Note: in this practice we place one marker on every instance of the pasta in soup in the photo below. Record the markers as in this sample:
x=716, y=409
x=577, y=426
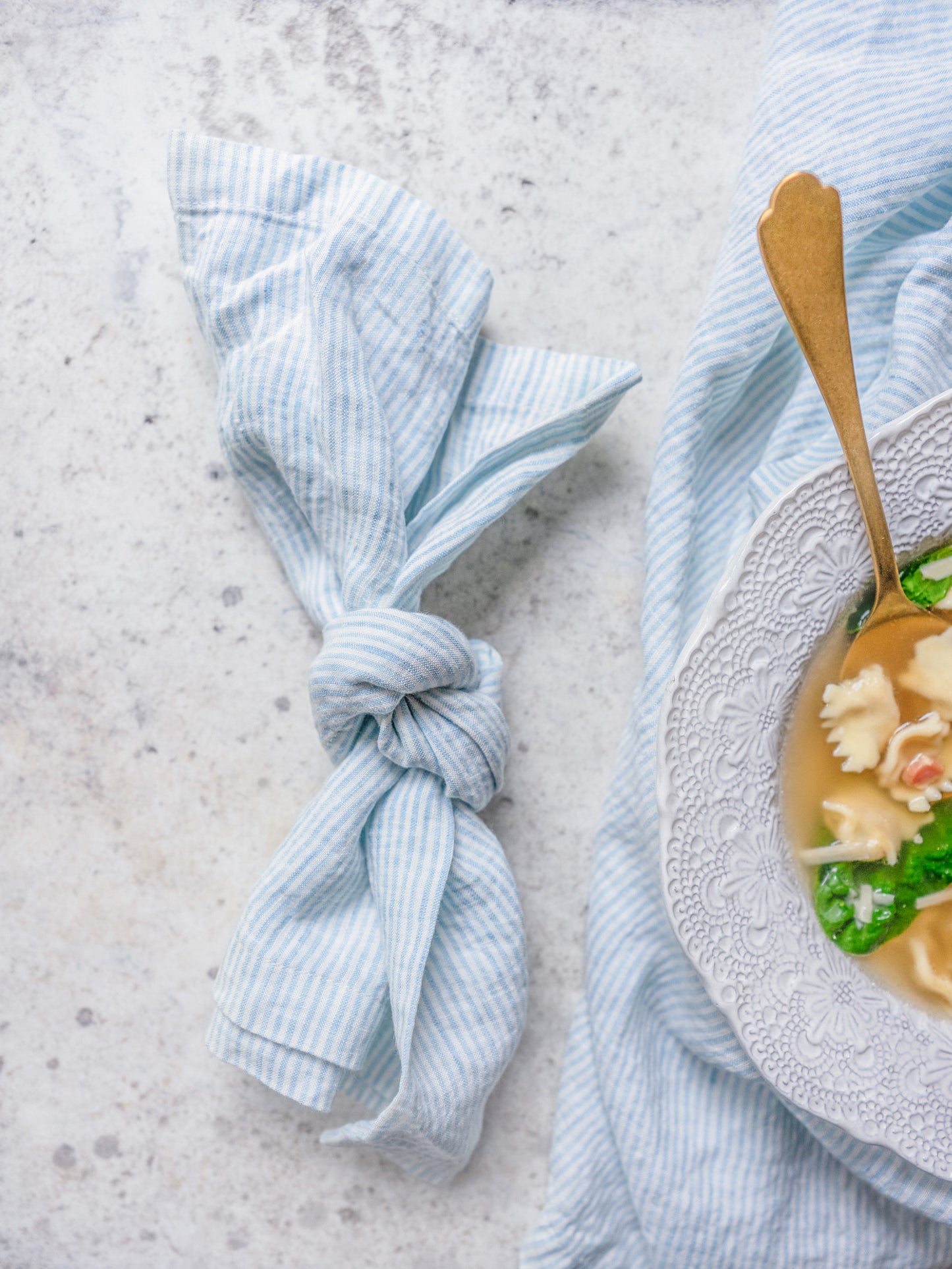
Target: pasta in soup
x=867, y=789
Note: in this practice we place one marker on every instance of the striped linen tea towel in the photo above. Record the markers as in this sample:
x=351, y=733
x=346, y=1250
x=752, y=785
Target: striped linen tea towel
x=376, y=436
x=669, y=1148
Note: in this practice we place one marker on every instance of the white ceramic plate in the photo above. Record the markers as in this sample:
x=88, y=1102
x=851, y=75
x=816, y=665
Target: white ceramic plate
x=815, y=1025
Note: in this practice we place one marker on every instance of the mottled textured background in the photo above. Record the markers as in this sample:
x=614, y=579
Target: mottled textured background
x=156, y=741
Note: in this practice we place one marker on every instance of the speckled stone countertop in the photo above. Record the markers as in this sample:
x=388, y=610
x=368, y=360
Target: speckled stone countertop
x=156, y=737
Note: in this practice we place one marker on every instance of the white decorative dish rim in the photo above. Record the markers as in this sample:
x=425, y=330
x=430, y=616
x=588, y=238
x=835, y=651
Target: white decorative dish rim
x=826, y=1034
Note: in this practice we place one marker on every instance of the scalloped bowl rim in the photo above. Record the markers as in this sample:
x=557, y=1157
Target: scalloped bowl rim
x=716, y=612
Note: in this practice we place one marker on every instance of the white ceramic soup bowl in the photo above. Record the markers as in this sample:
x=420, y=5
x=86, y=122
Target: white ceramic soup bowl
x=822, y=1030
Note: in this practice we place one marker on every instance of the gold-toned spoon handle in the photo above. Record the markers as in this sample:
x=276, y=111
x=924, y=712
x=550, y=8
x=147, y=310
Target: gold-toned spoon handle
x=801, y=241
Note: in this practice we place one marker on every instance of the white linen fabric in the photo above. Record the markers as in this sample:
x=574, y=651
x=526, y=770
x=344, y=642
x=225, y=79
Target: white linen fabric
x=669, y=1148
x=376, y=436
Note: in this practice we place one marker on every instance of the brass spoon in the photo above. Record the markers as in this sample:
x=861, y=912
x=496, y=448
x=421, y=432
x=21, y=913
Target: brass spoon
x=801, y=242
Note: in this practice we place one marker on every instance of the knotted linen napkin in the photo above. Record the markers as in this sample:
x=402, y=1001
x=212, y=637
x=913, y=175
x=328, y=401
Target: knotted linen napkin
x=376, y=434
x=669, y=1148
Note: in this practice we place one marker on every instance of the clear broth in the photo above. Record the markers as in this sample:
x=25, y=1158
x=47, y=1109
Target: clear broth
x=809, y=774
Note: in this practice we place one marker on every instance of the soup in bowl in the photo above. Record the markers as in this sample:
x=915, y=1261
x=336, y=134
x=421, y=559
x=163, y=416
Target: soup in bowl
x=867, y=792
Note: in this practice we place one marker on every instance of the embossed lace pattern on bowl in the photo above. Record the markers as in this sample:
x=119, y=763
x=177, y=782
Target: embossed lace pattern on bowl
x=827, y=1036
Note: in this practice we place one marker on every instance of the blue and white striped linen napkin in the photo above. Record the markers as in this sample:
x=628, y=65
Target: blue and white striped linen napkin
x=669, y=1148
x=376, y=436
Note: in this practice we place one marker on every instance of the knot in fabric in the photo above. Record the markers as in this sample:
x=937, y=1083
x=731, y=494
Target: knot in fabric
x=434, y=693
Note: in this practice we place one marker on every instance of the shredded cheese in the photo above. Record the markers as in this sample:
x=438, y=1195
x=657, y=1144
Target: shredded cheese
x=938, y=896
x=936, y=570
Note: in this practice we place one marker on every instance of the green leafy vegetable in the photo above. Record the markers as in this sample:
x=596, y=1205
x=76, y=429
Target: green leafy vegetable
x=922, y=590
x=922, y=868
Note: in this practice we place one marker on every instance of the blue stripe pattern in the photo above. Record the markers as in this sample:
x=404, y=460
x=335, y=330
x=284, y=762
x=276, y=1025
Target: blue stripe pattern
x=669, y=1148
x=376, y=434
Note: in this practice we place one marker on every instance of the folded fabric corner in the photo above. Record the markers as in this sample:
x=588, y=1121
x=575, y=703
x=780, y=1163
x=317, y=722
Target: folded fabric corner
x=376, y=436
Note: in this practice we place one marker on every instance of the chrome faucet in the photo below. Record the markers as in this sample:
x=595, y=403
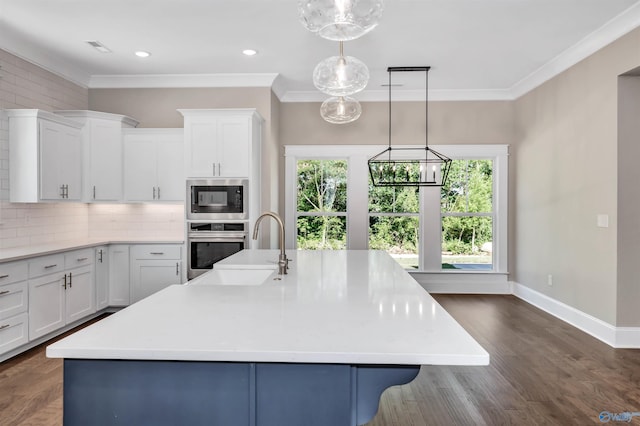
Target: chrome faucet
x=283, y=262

***

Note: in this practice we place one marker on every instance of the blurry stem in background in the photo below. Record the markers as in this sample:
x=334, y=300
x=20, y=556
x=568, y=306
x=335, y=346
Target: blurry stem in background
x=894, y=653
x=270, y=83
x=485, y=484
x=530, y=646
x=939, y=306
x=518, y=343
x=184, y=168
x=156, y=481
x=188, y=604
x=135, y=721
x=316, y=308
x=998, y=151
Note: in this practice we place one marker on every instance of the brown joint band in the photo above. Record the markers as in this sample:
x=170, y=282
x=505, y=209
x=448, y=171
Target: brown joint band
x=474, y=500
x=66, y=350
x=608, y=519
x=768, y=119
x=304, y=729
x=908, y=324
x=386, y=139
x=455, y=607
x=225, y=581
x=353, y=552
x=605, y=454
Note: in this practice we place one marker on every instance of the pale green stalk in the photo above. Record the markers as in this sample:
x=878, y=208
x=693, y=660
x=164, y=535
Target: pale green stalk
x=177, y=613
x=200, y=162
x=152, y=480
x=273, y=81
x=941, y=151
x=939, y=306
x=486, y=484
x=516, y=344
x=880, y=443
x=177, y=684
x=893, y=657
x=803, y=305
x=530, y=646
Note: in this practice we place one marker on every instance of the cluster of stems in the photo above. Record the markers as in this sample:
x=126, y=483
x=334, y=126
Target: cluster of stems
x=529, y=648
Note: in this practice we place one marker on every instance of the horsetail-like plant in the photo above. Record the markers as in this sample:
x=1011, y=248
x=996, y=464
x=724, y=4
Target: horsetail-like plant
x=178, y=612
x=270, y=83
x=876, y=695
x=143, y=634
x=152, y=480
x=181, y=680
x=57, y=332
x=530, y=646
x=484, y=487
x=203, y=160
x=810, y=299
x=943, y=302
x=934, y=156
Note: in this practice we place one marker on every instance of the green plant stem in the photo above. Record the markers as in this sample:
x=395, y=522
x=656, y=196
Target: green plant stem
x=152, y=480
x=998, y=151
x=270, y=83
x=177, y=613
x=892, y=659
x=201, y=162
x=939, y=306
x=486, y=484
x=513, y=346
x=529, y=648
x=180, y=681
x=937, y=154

***

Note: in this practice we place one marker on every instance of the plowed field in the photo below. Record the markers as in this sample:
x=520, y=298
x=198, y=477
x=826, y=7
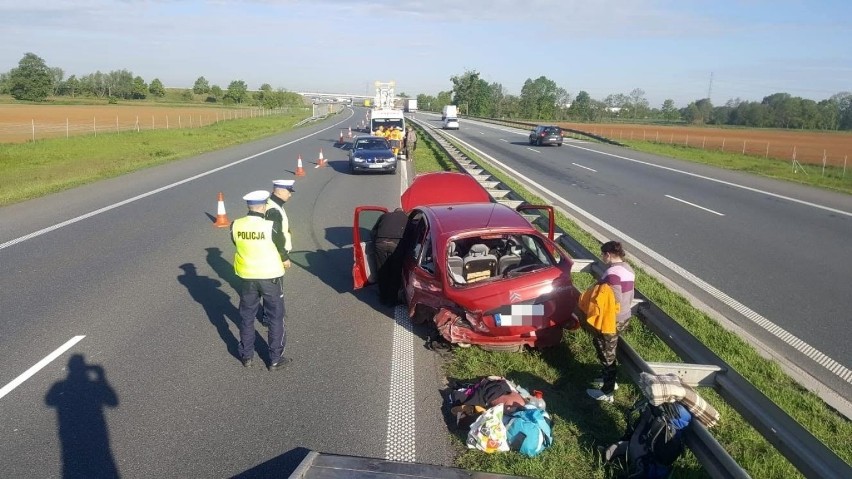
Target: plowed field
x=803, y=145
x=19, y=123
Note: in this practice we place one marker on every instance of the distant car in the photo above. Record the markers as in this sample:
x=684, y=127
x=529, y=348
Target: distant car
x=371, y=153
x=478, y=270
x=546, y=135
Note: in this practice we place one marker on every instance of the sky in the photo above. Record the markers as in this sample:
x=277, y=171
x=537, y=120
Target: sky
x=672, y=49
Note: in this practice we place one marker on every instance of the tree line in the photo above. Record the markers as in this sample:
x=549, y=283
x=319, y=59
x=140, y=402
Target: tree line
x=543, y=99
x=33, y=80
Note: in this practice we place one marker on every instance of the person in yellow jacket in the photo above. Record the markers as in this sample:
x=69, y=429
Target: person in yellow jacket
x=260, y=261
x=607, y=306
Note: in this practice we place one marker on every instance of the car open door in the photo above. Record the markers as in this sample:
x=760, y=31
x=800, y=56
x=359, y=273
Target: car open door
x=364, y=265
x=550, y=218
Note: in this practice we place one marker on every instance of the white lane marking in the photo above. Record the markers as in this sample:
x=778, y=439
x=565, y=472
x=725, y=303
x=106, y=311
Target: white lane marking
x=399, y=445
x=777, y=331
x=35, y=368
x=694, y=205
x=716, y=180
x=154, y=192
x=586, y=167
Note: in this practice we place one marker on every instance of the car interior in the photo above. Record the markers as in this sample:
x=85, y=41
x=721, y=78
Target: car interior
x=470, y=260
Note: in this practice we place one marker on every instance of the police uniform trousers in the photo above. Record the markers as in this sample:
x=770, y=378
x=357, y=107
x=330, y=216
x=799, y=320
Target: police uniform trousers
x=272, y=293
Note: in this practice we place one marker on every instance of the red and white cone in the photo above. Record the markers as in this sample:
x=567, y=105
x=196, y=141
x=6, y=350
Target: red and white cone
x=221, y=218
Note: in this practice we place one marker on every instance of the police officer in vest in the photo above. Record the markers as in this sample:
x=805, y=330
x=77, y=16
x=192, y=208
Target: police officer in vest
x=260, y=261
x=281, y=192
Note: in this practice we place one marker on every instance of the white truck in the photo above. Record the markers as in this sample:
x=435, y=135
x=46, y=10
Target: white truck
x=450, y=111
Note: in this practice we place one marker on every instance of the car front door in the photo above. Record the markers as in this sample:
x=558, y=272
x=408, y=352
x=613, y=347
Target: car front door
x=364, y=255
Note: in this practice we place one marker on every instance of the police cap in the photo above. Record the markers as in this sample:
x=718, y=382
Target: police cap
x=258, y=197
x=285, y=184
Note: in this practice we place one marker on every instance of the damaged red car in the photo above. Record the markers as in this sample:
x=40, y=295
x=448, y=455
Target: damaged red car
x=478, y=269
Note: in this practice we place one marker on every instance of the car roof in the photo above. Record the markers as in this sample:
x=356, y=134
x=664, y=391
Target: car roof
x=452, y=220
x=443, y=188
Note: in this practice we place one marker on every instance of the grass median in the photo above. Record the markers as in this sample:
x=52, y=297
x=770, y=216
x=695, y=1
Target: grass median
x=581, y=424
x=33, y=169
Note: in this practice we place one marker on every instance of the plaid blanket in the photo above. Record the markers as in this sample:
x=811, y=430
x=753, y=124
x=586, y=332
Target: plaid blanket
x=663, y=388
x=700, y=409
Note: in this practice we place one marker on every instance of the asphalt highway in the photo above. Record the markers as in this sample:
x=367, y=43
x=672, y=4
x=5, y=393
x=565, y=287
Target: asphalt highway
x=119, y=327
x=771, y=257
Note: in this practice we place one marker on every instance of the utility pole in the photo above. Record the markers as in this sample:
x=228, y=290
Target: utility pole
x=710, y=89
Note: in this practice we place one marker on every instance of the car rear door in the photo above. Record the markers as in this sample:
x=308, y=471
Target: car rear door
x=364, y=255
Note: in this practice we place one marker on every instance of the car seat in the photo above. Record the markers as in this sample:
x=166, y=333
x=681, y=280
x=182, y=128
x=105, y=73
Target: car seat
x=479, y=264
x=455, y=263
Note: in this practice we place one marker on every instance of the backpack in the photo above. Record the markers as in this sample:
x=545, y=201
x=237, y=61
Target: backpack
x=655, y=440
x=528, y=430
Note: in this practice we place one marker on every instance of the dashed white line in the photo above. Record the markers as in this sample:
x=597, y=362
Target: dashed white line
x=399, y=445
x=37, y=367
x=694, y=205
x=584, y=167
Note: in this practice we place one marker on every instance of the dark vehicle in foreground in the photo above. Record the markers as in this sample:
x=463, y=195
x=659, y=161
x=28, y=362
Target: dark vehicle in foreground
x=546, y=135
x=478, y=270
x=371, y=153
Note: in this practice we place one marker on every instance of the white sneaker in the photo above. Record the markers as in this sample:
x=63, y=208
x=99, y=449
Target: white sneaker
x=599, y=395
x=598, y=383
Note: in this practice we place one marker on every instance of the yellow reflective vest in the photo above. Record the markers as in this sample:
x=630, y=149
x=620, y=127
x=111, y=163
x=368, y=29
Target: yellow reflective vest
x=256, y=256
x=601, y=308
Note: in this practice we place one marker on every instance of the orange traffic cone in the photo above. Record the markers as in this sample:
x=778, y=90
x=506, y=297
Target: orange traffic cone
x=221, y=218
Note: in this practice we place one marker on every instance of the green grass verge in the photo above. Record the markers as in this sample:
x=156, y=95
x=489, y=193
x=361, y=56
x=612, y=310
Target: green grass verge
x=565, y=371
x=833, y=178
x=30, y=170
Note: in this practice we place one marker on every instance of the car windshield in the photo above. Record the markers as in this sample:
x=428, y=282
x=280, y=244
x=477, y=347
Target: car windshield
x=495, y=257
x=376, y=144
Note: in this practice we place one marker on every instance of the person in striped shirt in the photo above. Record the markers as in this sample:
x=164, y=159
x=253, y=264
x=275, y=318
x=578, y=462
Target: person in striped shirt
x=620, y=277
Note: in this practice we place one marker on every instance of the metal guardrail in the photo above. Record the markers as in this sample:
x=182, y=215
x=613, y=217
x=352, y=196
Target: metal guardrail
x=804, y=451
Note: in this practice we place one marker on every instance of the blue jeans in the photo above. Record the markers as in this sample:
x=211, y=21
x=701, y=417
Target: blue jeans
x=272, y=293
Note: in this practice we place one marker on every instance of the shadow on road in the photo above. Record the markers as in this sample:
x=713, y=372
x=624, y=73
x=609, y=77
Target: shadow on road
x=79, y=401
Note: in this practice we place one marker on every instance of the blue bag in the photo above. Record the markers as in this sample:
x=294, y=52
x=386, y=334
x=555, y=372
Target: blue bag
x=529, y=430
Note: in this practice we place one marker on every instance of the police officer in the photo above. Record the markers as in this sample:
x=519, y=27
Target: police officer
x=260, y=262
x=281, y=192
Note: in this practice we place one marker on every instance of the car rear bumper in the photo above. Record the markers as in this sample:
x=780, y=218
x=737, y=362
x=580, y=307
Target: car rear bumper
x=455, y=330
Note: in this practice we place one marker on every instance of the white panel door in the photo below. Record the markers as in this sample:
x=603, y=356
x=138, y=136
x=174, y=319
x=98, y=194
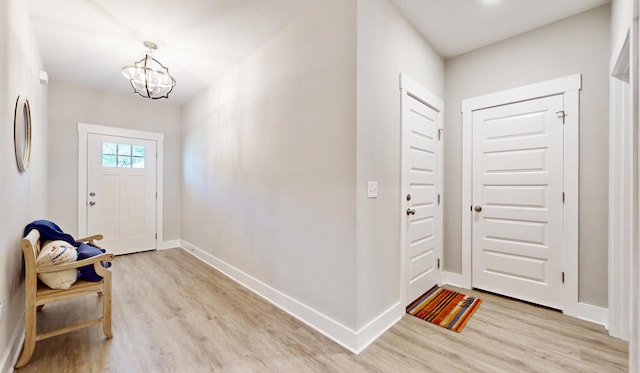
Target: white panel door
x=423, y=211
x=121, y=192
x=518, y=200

***

- [Problem details]
Count how many lines in the data above hold the string "below", and give the number with no other words.

- [Answer box]
5